## TEXT SEGMENT
——————————
If your pre-low-carb diet consisted of large servings of bread, pizza, pasta and sugary treats, a low-carb diet can leave you craving sugar and other carbs. Not only will you mentally miss these familiar foods -- many of which provide comfort -- your body will desperately seek out the quick energy fix it gets when you consume easily digested carbs.

For several days and up to three weeks, your body will adapt to a new system of energy production -- known as ketosis. When enough carbs aren't available, your body becomes more efficient at tapping into your fat stores and starts to produce ketones, which provide energy to your brain. Until this becomes your body's norm, it will do everything possible to get you to binge on carbs. If you resist the urges, within two to three weeks, the cravings should disappear.

Digestive Distress and Low-Carb Diets

A low-carb diet includes lots of meat, eggs, poultry, fish and fats. As a result, you'll be getting far less fiber than your body may be accustomed to, which may result in constipation. If you consume a lot of dairy, in the form of cheese and sour cream -- you may also feel backed up. Decrease your intake of dairy and focus on augmenting meals with plenty of watery, fibrous low-carb vegetables to keep things moving through your digestive tract.

Other people experience the opposite side effect -- diarrhea and nausea. A drastic change in diet can trigger loose stool in anyone, especially if you're limiting fat and overeating protein. Too much protein and not enough cold-pressed oils, butter, cream and nuts can lead to an unhappy digestive tract. When you drastically reduce your carb intake to 20 grams or so per day, fill out your diet with more fat and stick to only moderate amounts of protein.
——————————
## THE DATA

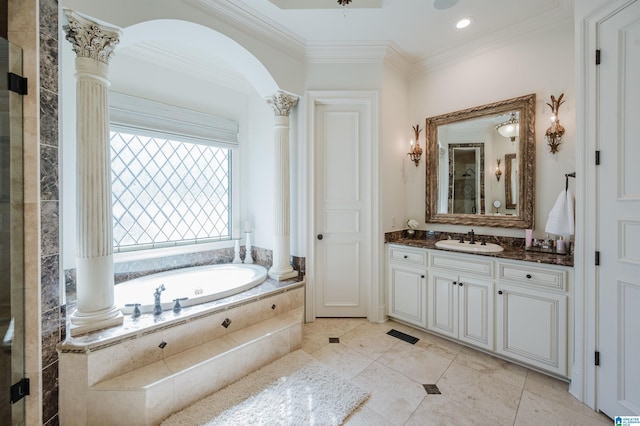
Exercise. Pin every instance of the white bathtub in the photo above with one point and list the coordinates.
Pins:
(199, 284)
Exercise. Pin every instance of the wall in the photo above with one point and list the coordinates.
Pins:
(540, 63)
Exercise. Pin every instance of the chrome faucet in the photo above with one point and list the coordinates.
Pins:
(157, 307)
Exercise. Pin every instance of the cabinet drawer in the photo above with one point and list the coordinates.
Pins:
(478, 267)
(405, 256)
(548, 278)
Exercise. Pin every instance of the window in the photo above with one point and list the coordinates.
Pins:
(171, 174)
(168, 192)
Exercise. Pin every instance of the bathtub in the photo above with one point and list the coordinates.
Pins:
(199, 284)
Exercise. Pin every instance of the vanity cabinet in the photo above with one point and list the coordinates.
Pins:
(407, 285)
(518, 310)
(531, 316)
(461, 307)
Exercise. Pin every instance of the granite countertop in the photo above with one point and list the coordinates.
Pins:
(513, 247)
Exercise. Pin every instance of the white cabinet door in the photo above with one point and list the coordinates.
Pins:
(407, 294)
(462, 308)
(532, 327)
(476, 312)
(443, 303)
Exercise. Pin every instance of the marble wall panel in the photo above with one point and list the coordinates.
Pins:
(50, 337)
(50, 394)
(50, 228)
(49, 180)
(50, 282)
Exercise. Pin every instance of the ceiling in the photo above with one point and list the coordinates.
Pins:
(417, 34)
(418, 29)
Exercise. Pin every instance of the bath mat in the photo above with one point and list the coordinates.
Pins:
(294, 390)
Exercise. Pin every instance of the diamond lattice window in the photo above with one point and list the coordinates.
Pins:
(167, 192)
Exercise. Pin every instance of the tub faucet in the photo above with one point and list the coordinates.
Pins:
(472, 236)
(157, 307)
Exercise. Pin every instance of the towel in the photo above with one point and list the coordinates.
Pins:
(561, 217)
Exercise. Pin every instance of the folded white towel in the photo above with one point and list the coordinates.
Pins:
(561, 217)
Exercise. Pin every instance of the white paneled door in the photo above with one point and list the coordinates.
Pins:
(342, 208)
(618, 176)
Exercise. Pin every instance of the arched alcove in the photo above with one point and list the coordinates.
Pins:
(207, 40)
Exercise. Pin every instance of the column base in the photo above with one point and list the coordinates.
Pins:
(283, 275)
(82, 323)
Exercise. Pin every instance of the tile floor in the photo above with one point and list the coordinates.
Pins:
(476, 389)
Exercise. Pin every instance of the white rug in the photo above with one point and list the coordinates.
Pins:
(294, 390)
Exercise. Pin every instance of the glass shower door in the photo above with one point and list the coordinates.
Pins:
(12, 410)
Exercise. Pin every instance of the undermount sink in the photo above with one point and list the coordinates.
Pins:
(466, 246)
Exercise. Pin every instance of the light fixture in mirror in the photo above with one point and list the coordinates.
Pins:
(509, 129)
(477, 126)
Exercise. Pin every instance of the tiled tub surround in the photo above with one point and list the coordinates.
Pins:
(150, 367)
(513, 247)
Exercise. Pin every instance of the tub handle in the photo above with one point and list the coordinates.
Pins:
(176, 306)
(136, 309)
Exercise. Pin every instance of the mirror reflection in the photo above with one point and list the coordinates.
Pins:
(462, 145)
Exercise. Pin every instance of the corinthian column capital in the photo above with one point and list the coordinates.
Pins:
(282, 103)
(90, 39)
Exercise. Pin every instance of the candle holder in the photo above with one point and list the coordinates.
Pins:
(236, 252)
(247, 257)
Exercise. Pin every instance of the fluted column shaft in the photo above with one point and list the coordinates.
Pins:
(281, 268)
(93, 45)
——————————
## ACTIVITIES
(a) Using the text on low-carb diets, answer each question briefly.
(i) How long can the body take to adapt to ketosis?
(ii) To what part of the body do ketones provide energy?
(iii) About how many grams of carbs per day does the text give as a drastic reduction?
(b) Write a continuation of the text on low-carb diets, picking up after its final sentence.
The rows that come after the text on low-carb diets are separate material, unrelated to that text.

## ANSWERS PER TASK
(a)
(i) From several days up to three weeks.
(ii) The brain.
(iii) About 20 grams per day.

(b)
The Keto Flu

A drastic switch from a standard American diet that includes 200 to 300 grams of carbs per day to one that limits you to 20 grams or fewer, can bring on symptoms affectionately known as the "keto flu." Keto refers to the state of ketosis, and as your body adapts, you may experience extreme fatigue, muscle weakness and poor exercise performance.

In addition, you may find yourself feeling forgetful and having a difficult time concentrating. Sleep may be fitful for a couple weeks, and you may suffer from headaches during the day. This can lead to irritability and a short temper as well.

To mitigate these symptoms, gradually decrease your carb intake over time. Over the course of a few weeks, reduce your carbohydrate intake by 20 grams every couple of days until you've reached your target low-carb goal.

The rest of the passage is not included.